Let us add a 'typical usage' section to man pages. In this 'typical usage'
section, we will put the command lines for most typical usage and their
short explanations in it. A search engine may help us judge which usage
is the 'most typical usage'.
Any comments?
| |
| Howard S Shubs 2006-02-26, 10:17 am |
| In article <dtlvfl$jj9$1@news.cn99.com>,
"A. Z. Rick" <azrick2@gmail.com> wrote:
> Any comments?
So, you want to make MAN pages even longer?
--
We are the music makers, And we are the dreamers of dreams,
Wandering by lone sea-breakers, And sitting by desolate streams.
from "Ode", Arthur O'Shaughnessy
| |
| Jordan Abel 2006-02-26, 10:17 am |
| On 2006-02-24, Howard S Shubs <howard@shubs.net> wrote:
> In article <dtlvfl$jj9$1@news.cn99.com>,
> "A. Z. Rick" <azrick2@gmail.com> wrote:
>
>
> So, you want to make MAN pages even longer?
Eh - for someone completely new, something along the lines of
TYPICAL USAGE
ls
list files in the current directory
ls -l
long-format listing
ls *.[ch]
list files ending .c and .h -- see also 'Pathname Expansion' in sh(1)
ls -d */
list only directories
ls -ad .*
list hidden files.
echo ejvyz
list the five lowercase letters that are not valid options to
the BSD version of ls.
would be nice.
| |
| Moe Trin 2006-02-26, 10:17 am |
| On Fri, 24 Feb 2006, in the Usenet newsgroup comp.unix.questions, in article
<dtlvfl$jj9$1@news.cn99.com>, A. Z. Rick wrote:
>The Manpages is the de facto standard way to get info about
>commands and other things. It often helps, but it also has some weak
>point. A typical man page can be long, more than 300 lines, and cover
>many aspects of the commands(or other things). But the user often
>need only the info to write a command line for typical usage.
Your $PAGER doesn't have a search function?
http://www.ora.com/
I suspect you might be looking for 'Unix in a Nutshell" Fourth Edition,
October 2005, ISBN: 0-596-10029-9, 906 pages, US$34.95.
>Let us add a 'typical usage' section to man pages. In this 'typical usage'
>section, we will put the command lines for most typical usage and their
>short explanations in it.
At the web site above, you can view sections of the book. It's basically
what you'd want. They also have similar books for SCO UNIX, Linux, and BSD.
Old guy
| |
|
| Begin <slrndvum95.1ig6.random832@random.yi.org>
On 2006-02-24, Jordan Abel <random832@gmail.com> wrote:
> On 2006-02-24, Howard S Shubs <howard@shubs.net> wrote:
>
> Eh - for someone completely new, something along the lines of
[snip]
Won't help. You're confusing the reference manual with a cheatsheet,
and you're assuming a cheatsheet is a good substitute for a working
knowledge, usually instilled through introductory book and/or course.
For one, the completely new person won't know that man(1) gives in fact
access to _The Online Reference Manual_, creating a nice catch 22. You
might say this particular is easily overcome, but that still won't
fix the larger problem. Cheatsheets are no substitute for a working
knowledge.

________________________

**REQUEST 1:**
In the man page thread, which book is suggested as a guide to typical command usage?
**REQUEST 2:**
Please go on with the man page thread, picking up after its final sentence.

**SUPPLIED RECORDS:**

________________________

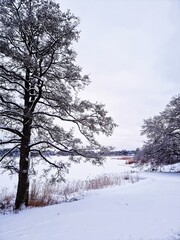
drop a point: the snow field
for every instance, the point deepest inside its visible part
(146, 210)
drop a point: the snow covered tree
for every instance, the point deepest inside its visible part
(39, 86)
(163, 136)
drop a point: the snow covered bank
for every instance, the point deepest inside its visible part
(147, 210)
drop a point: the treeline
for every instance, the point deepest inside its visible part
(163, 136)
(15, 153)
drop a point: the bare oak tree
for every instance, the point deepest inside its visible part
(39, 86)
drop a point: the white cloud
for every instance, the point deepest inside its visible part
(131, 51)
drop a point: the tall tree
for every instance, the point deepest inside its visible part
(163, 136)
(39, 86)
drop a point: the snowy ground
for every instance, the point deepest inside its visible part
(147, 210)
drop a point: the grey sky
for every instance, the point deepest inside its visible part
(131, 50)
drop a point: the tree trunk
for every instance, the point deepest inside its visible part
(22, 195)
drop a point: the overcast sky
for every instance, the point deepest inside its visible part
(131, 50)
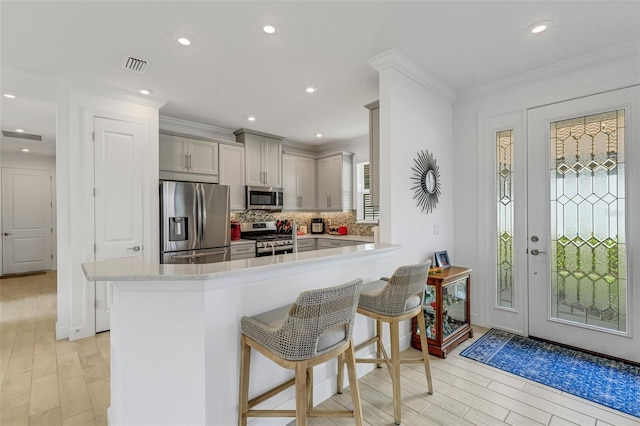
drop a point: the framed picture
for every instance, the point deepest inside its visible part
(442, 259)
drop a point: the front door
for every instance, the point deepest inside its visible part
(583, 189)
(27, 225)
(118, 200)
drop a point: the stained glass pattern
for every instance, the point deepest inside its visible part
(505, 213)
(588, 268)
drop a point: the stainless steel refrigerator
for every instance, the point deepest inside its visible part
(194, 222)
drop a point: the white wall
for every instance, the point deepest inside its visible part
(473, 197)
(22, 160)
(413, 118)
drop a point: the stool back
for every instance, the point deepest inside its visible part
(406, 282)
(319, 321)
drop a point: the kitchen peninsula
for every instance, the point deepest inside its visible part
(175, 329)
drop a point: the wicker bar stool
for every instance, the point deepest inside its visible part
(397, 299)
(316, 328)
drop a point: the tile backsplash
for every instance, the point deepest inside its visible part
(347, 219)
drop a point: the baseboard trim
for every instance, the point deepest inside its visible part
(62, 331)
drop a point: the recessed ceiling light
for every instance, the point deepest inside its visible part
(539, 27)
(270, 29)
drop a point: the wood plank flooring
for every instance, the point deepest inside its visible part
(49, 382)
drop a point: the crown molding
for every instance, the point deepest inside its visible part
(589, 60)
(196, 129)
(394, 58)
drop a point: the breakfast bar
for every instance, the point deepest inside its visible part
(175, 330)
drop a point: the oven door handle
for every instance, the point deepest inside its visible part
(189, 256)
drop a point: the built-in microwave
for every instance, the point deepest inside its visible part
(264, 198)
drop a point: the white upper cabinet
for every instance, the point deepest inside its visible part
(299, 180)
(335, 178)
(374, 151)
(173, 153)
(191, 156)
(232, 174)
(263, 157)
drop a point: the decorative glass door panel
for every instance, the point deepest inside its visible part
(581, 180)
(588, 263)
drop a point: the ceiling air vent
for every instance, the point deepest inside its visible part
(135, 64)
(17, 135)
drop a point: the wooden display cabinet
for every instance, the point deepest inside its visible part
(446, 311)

________________________

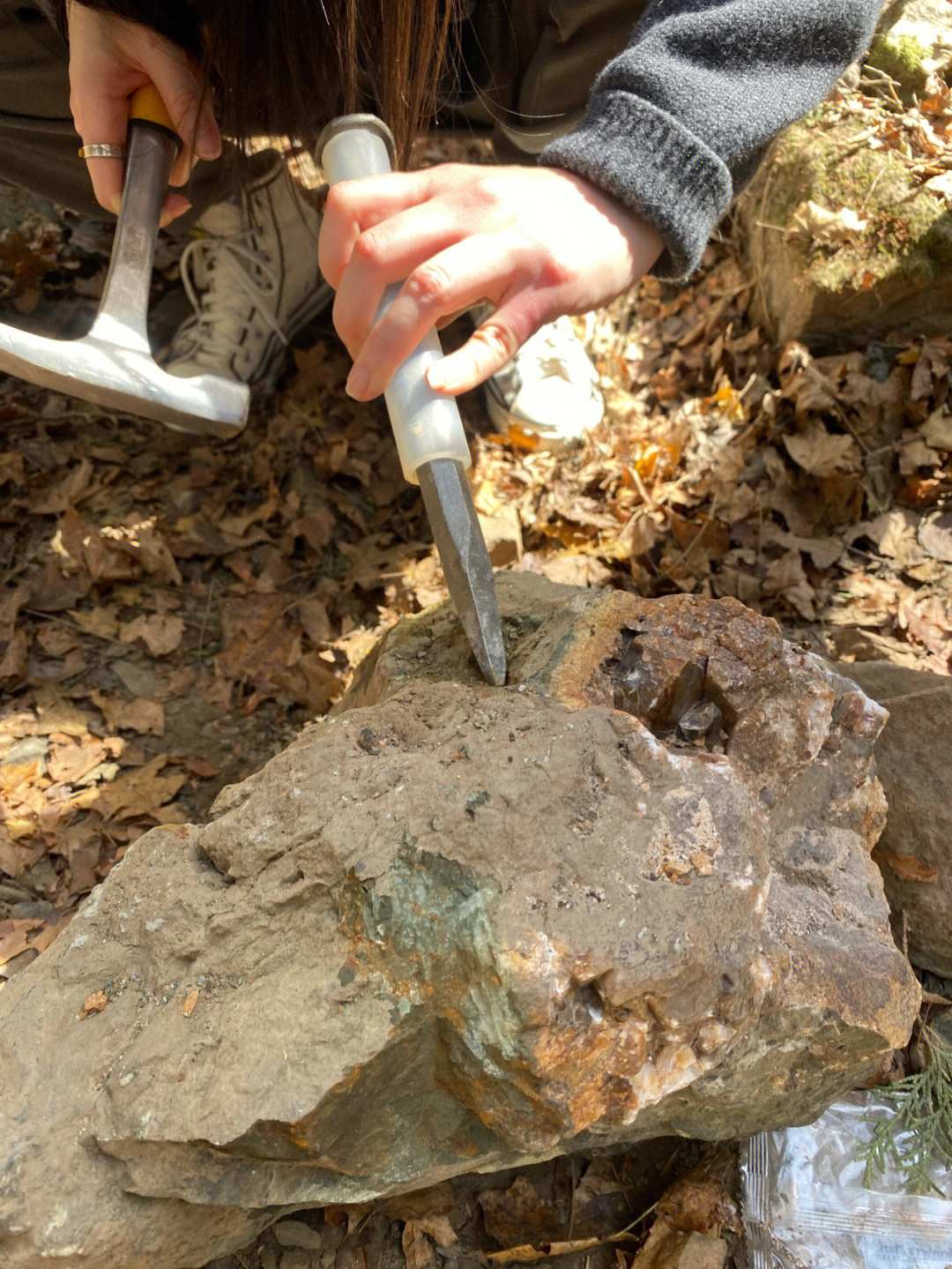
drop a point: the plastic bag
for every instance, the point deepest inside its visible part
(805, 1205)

________________________

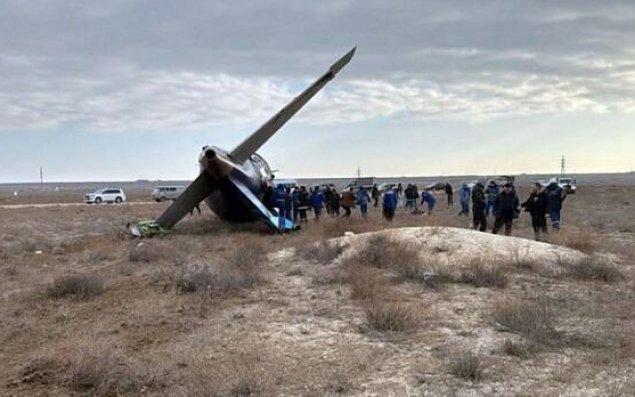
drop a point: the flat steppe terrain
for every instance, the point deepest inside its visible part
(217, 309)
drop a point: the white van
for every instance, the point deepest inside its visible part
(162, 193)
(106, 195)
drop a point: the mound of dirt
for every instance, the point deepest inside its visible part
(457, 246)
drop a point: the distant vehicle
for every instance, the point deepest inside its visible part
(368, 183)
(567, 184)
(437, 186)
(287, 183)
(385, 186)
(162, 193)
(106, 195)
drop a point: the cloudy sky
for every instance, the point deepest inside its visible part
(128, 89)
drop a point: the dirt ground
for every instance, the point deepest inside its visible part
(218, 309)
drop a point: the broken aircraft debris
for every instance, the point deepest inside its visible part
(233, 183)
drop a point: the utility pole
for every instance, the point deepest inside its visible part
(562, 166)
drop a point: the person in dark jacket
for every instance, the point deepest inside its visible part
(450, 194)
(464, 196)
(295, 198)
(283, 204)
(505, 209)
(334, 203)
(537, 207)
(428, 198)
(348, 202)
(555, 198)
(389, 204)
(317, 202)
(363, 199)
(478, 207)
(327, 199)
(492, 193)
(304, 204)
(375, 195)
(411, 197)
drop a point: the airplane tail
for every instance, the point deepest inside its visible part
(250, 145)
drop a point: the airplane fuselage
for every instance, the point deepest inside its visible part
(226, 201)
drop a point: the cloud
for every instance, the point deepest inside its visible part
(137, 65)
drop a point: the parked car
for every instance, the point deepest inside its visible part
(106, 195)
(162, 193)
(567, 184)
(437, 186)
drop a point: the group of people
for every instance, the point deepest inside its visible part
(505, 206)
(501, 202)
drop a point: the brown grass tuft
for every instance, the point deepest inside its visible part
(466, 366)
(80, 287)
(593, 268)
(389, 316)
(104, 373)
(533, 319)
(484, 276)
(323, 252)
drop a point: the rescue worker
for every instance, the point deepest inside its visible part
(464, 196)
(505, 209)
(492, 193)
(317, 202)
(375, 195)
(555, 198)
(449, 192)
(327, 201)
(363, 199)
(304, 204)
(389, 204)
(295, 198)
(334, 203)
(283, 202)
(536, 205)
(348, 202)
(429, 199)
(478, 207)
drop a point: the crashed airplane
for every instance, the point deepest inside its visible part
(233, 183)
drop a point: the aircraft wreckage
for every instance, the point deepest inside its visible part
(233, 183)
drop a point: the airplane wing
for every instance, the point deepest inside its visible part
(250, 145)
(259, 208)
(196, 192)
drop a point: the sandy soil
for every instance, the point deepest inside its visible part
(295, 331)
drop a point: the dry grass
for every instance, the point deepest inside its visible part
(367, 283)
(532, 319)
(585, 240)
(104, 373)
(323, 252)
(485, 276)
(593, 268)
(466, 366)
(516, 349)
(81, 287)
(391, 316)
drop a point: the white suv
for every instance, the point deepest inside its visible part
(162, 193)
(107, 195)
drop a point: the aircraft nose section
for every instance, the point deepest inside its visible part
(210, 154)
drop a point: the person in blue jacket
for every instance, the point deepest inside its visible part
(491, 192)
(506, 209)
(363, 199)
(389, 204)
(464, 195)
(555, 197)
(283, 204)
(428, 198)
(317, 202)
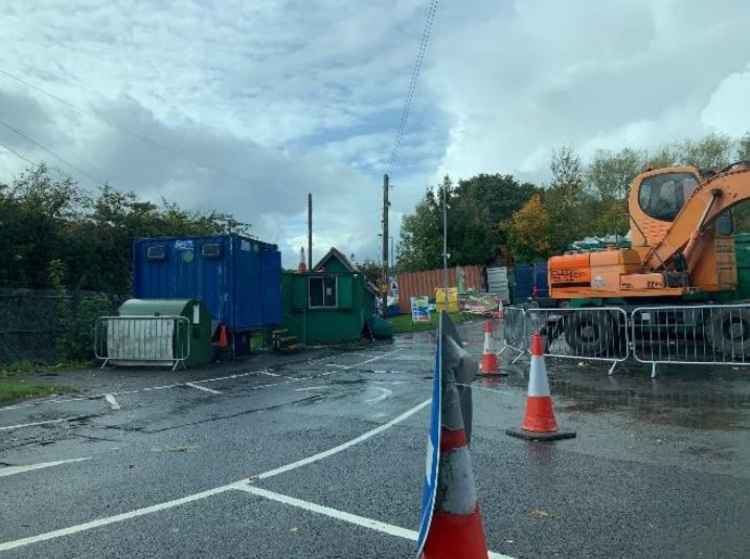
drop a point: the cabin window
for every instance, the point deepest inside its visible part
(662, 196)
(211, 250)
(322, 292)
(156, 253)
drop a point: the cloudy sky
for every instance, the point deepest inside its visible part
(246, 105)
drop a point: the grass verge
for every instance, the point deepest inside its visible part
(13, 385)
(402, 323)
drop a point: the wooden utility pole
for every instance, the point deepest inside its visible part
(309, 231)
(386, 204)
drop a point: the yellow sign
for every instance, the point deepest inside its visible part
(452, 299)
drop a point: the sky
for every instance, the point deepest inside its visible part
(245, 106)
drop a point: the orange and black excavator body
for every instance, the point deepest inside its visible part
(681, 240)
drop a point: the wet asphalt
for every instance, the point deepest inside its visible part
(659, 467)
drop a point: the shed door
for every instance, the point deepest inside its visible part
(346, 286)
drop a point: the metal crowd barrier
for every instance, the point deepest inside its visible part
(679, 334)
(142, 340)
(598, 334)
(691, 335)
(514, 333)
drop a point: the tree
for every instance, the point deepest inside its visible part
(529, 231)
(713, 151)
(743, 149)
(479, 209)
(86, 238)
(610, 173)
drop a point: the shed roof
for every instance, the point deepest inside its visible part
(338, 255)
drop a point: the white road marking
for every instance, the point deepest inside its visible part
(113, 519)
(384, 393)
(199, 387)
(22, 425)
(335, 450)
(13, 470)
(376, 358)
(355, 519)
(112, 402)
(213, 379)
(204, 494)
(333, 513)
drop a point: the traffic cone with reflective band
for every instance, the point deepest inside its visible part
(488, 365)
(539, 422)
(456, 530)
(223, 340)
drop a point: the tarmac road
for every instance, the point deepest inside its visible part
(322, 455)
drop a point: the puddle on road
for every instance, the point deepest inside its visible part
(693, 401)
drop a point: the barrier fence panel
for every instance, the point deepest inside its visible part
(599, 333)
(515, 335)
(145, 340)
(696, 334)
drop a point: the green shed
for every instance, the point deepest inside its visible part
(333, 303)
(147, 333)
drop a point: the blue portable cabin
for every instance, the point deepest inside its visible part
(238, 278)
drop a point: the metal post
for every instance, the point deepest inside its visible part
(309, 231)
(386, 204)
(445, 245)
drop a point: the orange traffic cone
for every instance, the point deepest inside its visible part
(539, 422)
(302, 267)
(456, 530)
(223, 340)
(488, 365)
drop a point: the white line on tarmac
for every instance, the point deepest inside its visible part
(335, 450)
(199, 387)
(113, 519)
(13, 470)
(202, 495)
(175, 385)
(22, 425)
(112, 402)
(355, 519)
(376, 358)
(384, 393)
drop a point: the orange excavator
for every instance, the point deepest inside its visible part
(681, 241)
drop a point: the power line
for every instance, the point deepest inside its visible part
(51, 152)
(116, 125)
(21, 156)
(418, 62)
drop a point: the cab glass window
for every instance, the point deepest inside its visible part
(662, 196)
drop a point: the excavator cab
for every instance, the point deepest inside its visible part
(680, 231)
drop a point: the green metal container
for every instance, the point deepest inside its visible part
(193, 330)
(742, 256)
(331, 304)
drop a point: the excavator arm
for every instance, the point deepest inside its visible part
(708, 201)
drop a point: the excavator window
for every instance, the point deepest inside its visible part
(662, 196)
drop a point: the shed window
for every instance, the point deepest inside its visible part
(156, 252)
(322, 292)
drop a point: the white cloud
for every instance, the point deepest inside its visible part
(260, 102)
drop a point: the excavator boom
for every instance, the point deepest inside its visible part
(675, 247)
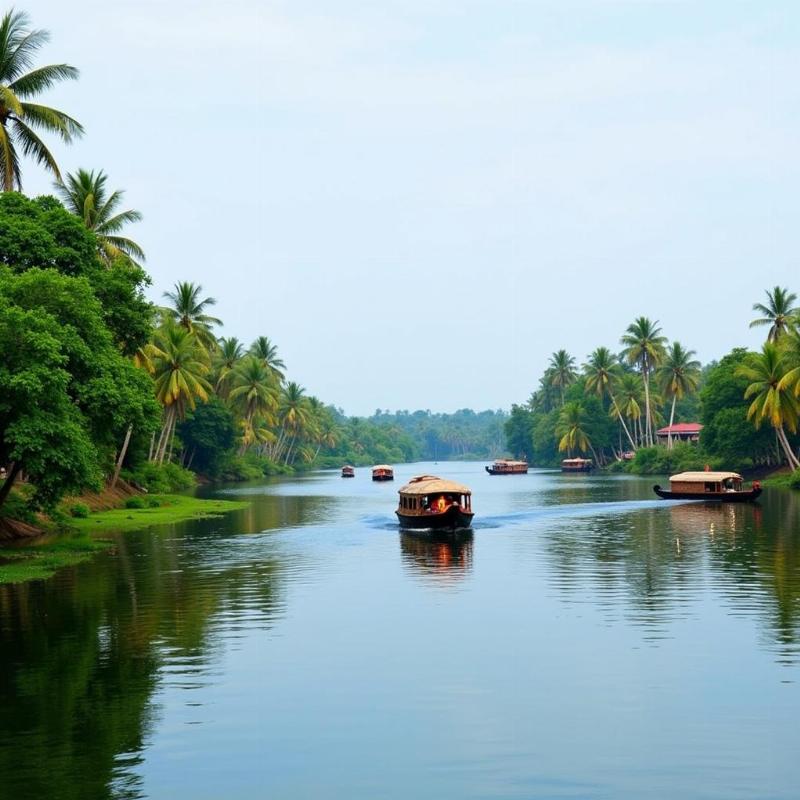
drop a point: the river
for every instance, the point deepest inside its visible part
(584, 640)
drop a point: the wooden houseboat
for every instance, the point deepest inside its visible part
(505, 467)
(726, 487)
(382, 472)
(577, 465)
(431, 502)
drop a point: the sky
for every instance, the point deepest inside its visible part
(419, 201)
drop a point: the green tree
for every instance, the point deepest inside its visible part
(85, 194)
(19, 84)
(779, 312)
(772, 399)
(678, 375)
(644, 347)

________________________

**EXERCISE RESPONSE 1:**
"Unix in a Nutshell," Fourth Edition (October 2005).

**EXERCISE RESPONSE 2:**
A smart person with a little knowledge is regarded as ``dangerous'', and
rightly so. Unix does not have safeguards to prevent such a person from
doing serious damage. Trying that is a losing battle and on top of that,
likely^Wproven to get in the way of getting real work done.
Let's face it: unix isn't droolproof. It doesn't claim to be, and isn't
intended to be, either. If it is, it isn't unix anymore. It's not sold
as windowdressing, but it is a *tool*. If you want to use the tool
effectively, you have no option but to learn how to use it.
If you don't believe me, consider the following:
http://steve-parker.org/articles/ot.../holehawg.shtml
You can't hope to control that kind of power with mere handwaving. Like
how in Hollywood any visiting space alien or time transported medieval
peasant not only knows how to drive a car but also knows the rules of
the road, and all that without any previous experience at all, expecting
that simply isn't realistic. And lo and behold, this is exemplified by
the trouble people have to use the systems that are supposed to work
that way, in the real world. In short, your suggestion might look smart,
but it really isn't.
If it actually had merit, it's likely someone would have thought of
it, and implemented it, somewhere along the 30-odd years that unix has
been around. If that had proven satisfactory, then it'd've spread. Even
on a commercial system, the act of adding a couple of manpages is not
particularly hard. Doing it, however, will likely not contribute to the
number of people that know their stuff, and as such degrade the overall
quality of the userbase, causing more grief for the people that have
to support it. This is much the same mechanism as to why knowledgeable
people don't do others' homework for them.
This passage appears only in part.